> Description of the task
The entries below should be quoted exactly, with no pictures carried over.

> Supplied records
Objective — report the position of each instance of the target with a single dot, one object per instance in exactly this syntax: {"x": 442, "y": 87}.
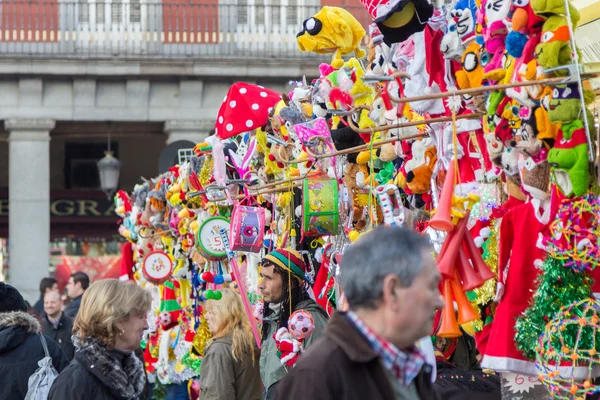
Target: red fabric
{"x": 246, "y": 107}
{"x": 520, "y": 229}
{"x": 126, "y": 262}
{"x": 323, "y": 285}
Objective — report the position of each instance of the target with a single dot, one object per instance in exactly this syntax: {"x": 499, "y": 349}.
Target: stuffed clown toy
{"x": 170, "y": 309}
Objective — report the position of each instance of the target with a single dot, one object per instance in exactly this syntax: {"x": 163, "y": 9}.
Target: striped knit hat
{"x": 289, "y": 260}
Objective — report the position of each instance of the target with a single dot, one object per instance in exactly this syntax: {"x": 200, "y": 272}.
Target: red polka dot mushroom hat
{"x": 246, "y": 107}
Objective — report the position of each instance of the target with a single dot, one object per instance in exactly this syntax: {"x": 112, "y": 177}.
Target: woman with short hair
{"x": 230, "y": 369}
{"x": 107, "y": 329}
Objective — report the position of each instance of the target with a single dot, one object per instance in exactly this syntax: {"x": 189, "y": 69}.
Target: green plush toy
{"x": 565, "y": 105}
{"x": 548, "y": 8}
{"x": 554, "y": 49}
{"x": 569, "y": 160}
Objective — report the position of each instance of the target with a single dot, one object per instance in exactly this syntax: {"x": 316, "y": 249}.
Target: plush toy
{"x": 535, "y": 175}
{"x": 170, "y": 309}
{"x": 451, "y": 46}
{"x": 288, "y": 347}
{"x": 554, "y": 49}
{"x": 301, "y": 324}
{"x": 399, "y": 19}
{"x": 471, "y": 74}
{"x": 547, "y": 131}
{"x": 332, "y": 30}
{"x": 465, "y": 17}
{"x": 420, "y": 79}
{"x": 569, "y": 160}
{"x": 565, "y": 105}
{"x": 419, "y": 179}
{"x": 548, "y": 8}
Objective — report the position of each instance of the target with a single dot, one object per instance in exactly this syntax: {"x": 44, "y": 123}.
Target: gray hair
{"x": 383, "y": 251}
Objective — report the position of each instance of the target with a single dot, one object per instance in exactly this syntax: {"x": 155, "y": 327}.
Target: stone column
{"x": 193, "y": 130}
{"x": 29, "y": 203}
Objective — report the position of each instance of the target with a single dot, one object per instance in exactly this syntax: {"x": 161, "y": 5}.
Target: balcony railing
{"x": 150, "y": 29}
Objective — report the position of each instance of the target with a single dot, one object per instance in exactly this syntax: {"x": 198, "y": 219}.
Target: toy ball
{"x": 207, "y": 276}
{"x": 301, "y": 324}
{"x": 164, "y": 318}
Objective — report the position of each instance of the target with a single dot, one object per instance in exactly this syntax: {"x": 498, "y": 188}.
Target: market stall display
{"x": 467, "y": 123}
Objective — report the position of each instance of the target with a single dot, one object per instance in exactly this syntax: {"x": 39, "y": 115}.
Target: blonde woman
{"x": 108, "y": 328}
{"x": 230, "y": 368}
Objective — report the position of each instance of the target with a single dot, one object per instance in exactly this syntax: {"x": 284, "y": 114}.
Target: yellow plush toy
{"x": 332, "y": 30}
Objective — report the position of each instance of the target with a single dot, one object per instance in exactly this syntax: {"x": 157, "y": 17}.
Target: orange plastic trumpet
{"x": 448, "y": 326}
{"x": 480, "y": 267}
{"x": 469, "y": 278}
{"x": 447, "y": 258}
{"x": 442, "y": 220}
{"x": 466, "y": 313}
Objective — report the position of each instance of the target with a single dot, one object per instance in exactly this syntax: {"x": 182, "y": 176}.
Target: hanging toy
{"x": 247, "y": 228}
{"x": 391, "y": 205}
{"x": 301, "y": 324}
{"x": 209, "y": 242}
{"x": 332, "y": 30}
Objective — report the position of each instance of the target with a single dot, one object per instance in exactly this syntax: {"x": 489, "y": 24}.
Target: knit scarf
{"x": 123, "y": 379}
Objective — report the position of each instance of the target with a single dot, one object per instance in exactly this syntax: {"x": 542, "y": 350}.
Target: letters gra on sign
{"x": 89, "y": 208}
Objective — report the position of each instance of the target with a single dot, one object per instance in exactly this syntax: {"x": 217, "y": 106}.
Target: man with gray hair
{"x": 390, "y": 281}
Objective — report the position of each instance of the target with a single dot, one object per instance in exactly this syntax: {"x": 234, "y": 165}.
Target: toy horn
{"x": 447, "y": 258}
{"x": 479, "y": 265}
{"x": 442, "y": 220}
{"x": 449, "y": 326}
{"x": 466, "y": 313}
{"x": 469, "y": 278}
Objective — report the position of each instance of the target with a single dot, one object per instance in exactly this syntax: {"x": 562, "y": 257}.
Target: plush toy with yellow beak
{"x": 332, "y": 30}
{"x": 399, "y": 19}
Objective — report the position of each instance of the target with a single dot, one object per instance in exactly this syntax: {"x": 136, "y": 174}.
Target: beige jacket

> Full output
Objective — report the position of each instance of the target with a single dot, one object per instance in exactly this syntax: {"x": 442, "y": 87}.
Target: red fabric
{"x": 246, "y": 107}
{"x": 520, "y": 229}
{"x": 126, "y": 262}
{"x": 323, "y": 285}
Objective — report the position of each instance of the target with a single dot, one object per instance in exactly this syntax: {"x": 499, "y": 349}.
Target: stuffed clown toy
{"x": 170, "y": 309}
Objective — report the position of each instance of the target with a single dot, one object per instance in exactly this syntax: {"x": 163, "y": 9}.
Target: striped knit hat
{"x": 289, "y": 260}
Objective — report the position of each instance of the target with a single dot, one object per instance in exactly this syntax: {"x": 200, "y": 272}.
Target: red polka dot mushroom hat
{"x": 246, "y": 107}
Objective — report the position of each instance of the target with a single dot, one object per instance in exactly this syntax: {"x": 112, "y": 177}.
Target: woman with short hair
{"x": 230, "y": 369}
{"x": 107, "y": 329}
Objective — report the position of each instance of the target with a single dot, one object per instance in exactly this syntax: {"x": 189, "y": 69}.
Target: green plush toy
{"x": 565, "y": 105}
{"x": 548, "y": 8}
{"x": 554, "y": 49}
{"x": 569, "y": 160}
Objective — report the position of each instance of the target with a single dot, one object per instance in exactly this syntax: {"x": 316, "y": 249}.
Target: plush toy
{"x": 535, "y": 175}
{"x": 170, "y": 309}
{"x": 451, "y": 46}
{"x": 288, "y": 347}
{"x": 554, "y": 49}
{"x": 301, "y": 324}
{"x": 399, "y": 19}
{"x": 471, "y": 74}
{"x": 547, "y": 131}
{"x": 332, "y": 30}
{"x": 465, "y": 17}
{"x": 420, "y": 79}
{"x": 569, "y": 160}
{"x": 565, "y": 105}
{"x": 419, "y": 179}
{"x": 548, "y": 8}
Objective — report the position of each instance of the target with a single dot, one object per instance in exactly this syntax: {"x": 44, "y": 123}.
Target: gray hair
{"x": 383, "y": 251}
Objective — report the position of each instance of the target with a single dot, one object per instance in exactly this syntax: {"x": 155, "y": 327}.
Target: stone column
{"x": 193, "y": 130}
{"x": 29, "y": 203}
Objective — report the position of each instance of the target with a single dot, one object per instance in exactly this syntax: {"x": 161, "y": 5}.
Target: balcony railing
{"x": 150, "y": 29}
Objective — report the position of each instance of the target with a single dot, one object per instance in exactly this syntax: {"x": 198, "y": 219}.
Target: toy ball
{"x": 207, "y": 276}
{"x": 301, "y": 324}
{"x": 164, "y": 318}
Objective — report the position of each instance of the target with a single dot, one object per instance in exactly this syntax: {"x": 498, "y": 188}.
Target: market stall display
{"x": 467, "y": 123}
Objective — report the position of each instance of the target with a single dot, one object per instance in exactly this syntax: {"x": 39, "y": 115}.
Target: blonde woman
{"x": 108, "y": 328}
{"x": 230, "y": 368}
Objective — report the position of each instance of the target with a single dot, one object per instance in exactly this syntax: {"x": 284, "y": 114}.
Target: yellow plush toy
{"x": 332, "y": 30}
Objective — report the position of each instance of the target with a single dot, one object per instance in exactly this syntax: {"x": 157, "y": 17}.
Target: orange plastic trumpet
{"x": 448, "y": 326}
{"x": 480, "y": 267}
{"x": 469, "y": 278}
{"x": 447, "y": 258}
{"x": 442, "y": 220}
{"x": 466, "y": 313}
Objective — report the position of each instance of the target with a single dot, one object per instance in exactly this syntax: {"x": 182, "y": 176}.
Target: hanging toy
{"x": 247, "y": 228}
{"x": 391, "y": 205}
{"x": 301, "y": 324}
{"x": 209, "y": 242}
{"x": 332, "y": 30}
Objective — report the position of each instance of the target with a single dot, one object per instance in exactly this syntax: {"x": 489, "y": 24}.
Target: knit scarf
{"x": 123, "y": 379}
Objective — report the position of each instance of the target with a single dot, one object per instance in exactly this syntax: {"x": 542, "y": 350}.
Target: letters gra on sign
{"x": 89, "y": 208}
Objective — report the position of each instance of the target with a single dot, one object per instance in exactly this syntax: {"x": 217, "y": 106}.
Target: man with gray hair
{"x": 390, "y": 281}
Objective — report the position of each instance of the target with a single dot, one object per instance in exactly this syntax: {"x": 234, "y": 165}.
Target: toy horn
{"x": 447, "y": 258}
{"x": 479, "y": 265}
{"x": 442, "y": 220}
{"x": 449, "y": 326}
{"x": 466, "y": 313}
{"x": 469, "y": 278}
Objective — report the position of each instance of the target with a single dot, one object per instance in exactly this syntax: {"x": 562, "y": 257}.
Target: plush toy with yellow beak
{"x": 332, "y": 30}
{"x": 399, "y": 19}
Objective — report the position of each instance of the target with a single dot, one object per instance in exactly this syntax: {"x": 136, "y": 174}.
Target: beige jacket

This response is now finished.